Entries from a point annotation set
"""

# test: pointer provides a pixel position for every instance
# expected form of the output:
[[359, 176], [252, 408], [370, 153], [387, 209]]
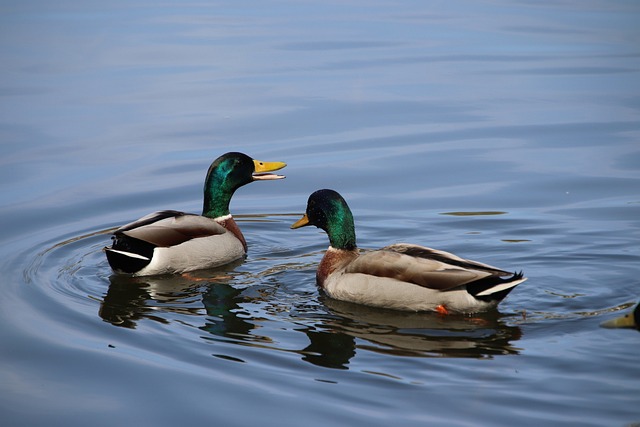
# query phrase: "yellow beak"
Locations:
[[301, 222], [261, 167]]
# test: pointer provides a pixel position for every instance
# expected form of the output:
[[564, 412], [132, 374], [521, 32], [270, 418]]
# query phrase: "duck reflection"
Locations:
[[130, 299], [406, 334]]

"""

PROMPT
Lay out the lines above, from the first one through the one containing "[[301, 222], [261, 167]]", both included, as a numbered list. Skip any blank lines and leave the pictures out.

FINAL ANSWER
1. # test: pointer provides a pixel position for every instance
2. # expected form of the output:
3. [[359, 176], [252, 408], [370, 153], [387, 209]]
4. # query phrase: "yellow beak"
5. Locations:
6. [[301, 222], [261, 167]]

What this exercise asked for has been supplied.